Source records
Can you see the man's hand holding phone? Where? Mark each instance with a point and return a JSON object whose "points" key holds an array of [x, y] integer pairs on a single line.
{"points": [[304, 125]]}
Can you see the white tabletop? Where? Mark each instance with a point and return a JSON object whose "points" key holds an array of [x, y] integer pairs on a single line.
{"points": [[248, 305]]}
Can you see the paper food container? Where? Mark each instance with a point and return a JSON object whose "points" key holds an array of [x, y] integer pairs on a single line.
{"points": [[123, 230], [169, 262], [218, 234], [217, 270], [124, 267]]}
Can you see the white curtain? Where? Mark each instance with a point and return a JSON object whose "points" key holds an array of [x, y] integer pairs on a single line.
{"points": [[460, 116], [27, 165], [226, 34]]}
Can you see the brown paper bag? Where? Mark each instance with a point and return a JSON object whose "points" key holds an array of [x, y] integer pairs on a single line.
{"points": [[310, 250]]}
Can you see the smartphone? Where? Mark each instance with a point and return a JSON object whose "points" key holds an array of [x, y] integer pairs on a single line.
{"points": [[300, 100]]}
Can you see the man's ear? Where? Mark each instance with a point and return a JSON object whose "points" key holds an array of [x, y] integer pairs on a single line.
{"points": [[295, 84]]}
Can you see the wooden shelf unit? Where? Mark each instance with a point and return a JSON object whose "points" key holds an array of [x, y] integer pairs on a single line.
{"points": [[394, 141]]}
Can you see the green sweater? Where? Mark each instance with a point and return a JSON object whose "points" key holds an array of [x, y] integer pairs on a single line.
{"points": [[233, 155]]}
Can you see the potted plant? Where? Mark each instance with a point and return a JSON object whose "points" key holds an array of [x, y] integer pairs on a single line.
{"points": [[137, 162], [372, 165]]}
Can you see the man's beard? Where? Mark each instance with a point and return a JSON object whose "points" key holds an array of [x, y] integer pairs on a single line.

SHORT PROBLEM
Could you present every line of the material above as a numbered list, leaving out any blank lines?

SOLUTION FOR THIS PROBLEM
1. Can you see the man's hand holding phone? Where? Mark each instance with a point and return a JSON object whose "points" key holds an array of [x, y] integer pairs on a single line.
2. {"points": [[304, 125]]}
3. Can you see the white tabletop? Where? Mark each instance with a point and return a JSON object whose "points" key holds an array of [x, y] integer pairs on a single line.
4. {"points": [[248, 305]]}
5. Can you see the paper food container? Where? Mark each instance with a point and return a JSON object whose "points" key holds an array of [x, y] integer pairs on a single line.
6. {"points": [[123, 230], [169, 262], [218, 234], [217, 270], [124, 267]]}
7. Can you see the white curtain? Where? Mark each instance with a point and return a JSON object whose "points" key holds an array of [x, y] integer pairs on a single line.
8. {"points": [[460, 116], [27, 165], [226, 34]]}
9. Can you see the brown paper bag? Where? Mark each instance with a point and return a JSON object whose "points" key holds an array of [x, y] integer pairs on a single line.
10. {"points": [[310, 250]]}
11. Can you see the smartphone? Where? Mark each instance with a point and return a JSON object whose "points" key holds an array of [x, y] integer pairs on a single line.
12. {"points": [[300, 100]]}
13. Can you see the man's ear? Where? Mark each instance with a point and return a JSON object whose "points" key holds an array of [x, y] integer pairs on a single line.
14. {"points": [[295, 84]]}
15. Can you see the wooden shelf unit? Where? Mark each instance with a point and return a JSON object whose "points" key holds an array of [x, y] integer pairs on a single line.
16. {"points": [[394, 141]]}
17. Can you see the green sweater? Where? Mark each instance with a point and return a JSON object whose "points" key holds an array of [x, y] integer pairs on a single line.
18. {"points": [[233, 155]]}
19. Can you see the potted plant? Where? Mark each instance with a point and return a JSON object whose "points" key holds an array of [x, y] integer pairs on a single line.
20. {"points": [[137, 162], [372, 165]]}
21. Can you see the man's beard? Where? Mark each instance with a point and return a JSON object whose "points" key holds an array of [x, y] integer pairs on a single line.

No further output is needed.